Location labeling records
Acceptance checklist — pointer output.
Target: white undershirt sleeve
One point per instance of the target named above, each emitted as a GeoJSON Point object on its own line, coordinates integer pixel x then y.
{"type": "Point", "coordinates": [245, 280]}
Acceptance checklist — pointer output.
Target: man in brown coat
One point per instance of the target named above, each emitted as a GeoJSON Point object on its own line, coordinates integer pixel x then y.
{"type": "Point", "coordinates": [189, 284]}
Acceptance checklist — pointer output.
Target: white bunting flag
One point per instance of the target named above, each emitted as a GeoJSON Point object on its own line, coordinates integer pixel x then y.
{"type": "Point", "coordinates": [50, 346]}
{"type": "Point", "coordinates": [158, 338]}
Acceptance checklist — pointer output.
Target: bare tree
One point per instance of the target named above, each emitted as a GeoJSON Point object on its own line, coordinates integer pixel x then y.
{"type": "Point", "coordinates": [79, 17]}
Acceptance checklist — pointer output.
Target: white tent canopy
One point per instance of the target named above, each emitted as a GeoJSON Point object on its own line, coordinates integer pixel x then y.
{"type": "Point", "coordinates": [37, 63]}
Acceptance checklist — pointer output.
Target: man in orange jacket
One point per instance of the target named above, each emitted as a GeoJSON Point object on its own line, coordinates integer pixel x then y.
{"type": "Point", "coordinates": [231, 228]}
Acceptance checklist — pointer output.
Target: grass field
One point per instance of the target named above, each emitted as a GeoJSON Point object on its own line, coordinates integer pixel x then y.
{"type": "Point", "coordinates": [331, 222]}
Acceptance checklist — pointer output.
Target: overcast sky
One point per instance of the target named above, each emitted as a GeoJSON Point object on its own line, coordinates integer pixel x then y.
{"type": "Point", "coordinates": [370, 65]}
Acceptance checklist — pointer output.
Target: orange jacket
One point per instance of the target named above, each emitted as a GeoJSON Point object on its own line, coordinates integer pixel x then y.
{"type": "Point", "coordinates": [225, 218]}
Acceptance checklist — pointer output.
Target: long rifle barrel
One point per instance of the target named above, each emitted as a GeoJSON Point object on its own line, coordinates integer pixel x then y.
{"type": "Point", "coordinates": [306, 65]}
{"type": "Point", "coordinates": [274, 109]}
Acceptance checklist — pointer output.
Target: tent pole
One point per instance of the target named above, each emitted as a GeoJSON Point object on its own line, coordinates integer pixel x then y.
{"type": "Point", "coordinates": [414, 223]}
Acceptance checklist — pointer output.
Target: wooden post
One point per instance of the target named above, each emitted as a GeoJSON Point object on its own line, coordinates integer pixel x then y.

▸ YOUR OBJECTIVE: Copy the records above exactly as they appear.

▸ OUTPUT OF THE TASK:
Acceptance checklist — pointer output.
Target: white undershirt sleeve
One point per instance of the target named above, each emitted as a GeoJSON Point object on its own line, coordinates integer pixel x then y.
{"type": "Point", "coordinates": [245, 280]}
Acceptance checklist — pointer output.
Target: man in brown coat
One point per instance of the target named above, each emitted as a GeoJSON Point object on its own line, coordinates integer pixel x then y.
{"type": "Point", "coordinates": [189, 284]}
Acceptance checklist — pointer output.
Target: white bunting flag
One point per instance of the target named above, each emitted as a GeoJSON Point object on its own line, coordinates integer pixel x then y.
{"type": "Point", "coordinates": [50, 346]}
{"type": "Point", "coordinates": [158, 338]}
Acceptance checklist — pointer output.
Target: bare tree
One point per instance of the target named above, each emitted as a GeoJSON Point object on its own line, coordinates integer pixel x then y.
{"type": "Point", "coordinates": [79, 17]}
Acceptance checklist — pointer output.
Target: white tent canopy
One point per instance of the target named above, each emitted as a GeoJSON Point object on its own line, coordinates integer pixel x then y.
{"type": "Point", "coordinates": [37, 63]}
Acceptance checklist — pointer output.
Target: man in orange jacket
One point per instance of the target named above, each emitted as a GeoJSON Point object on its own line, coordinates integer pixel x then y.
{"type": "Point", "coordinates": [231, 228]}
Acceptance checklist — pointer output.
Target: grass field
One point per instance of the target named above, each emitted as a GeoJSON Point object on its own line, coordinates integer pixel x then y.
{"type": "Point", "coordinates": [331, 222]}
Acceptance checklist — pointer output.
Target: overcast sky
One point per instance of the target named above, each emitted as a GeoJSON Point object on its own line, coordinates integer pixel x then y.
{"type": "Point", "coordinates": [370, 65]}
Acceptance checklist — pointer output.
Target: orange jacket
One point per instance of the target named above, each emitted as a GeoJSON Point object on its own line, coordinates integer pixel x then y.
{"type": "Point", "coordinates": [225, 218]}
Acceptance checklist — pointer output.
Target: long rifle barrel
One point per instance of the target named above, each emitted as a GeoJSON Point object on its own line, coordinates integer pixel x then y.
{"type": "Point", "coordinates": [306, 65]}
{"type": "Point", "coordinates": [274, 109]}
Acceptance checklist — pointer output.
Target: tent pole
One point per instance of the target named above, each emitted as a GeoJSON Point object on its own line, coordinates integer pixel x then y.
{"type": "Point", "coordinates": [414, 223]}
Acceptance checklist — pointer output.
Target: wooden post
One point per instance of the target named above, each emitted as a GeoJSON Point object on its own line, coordinates integer pixel x then y.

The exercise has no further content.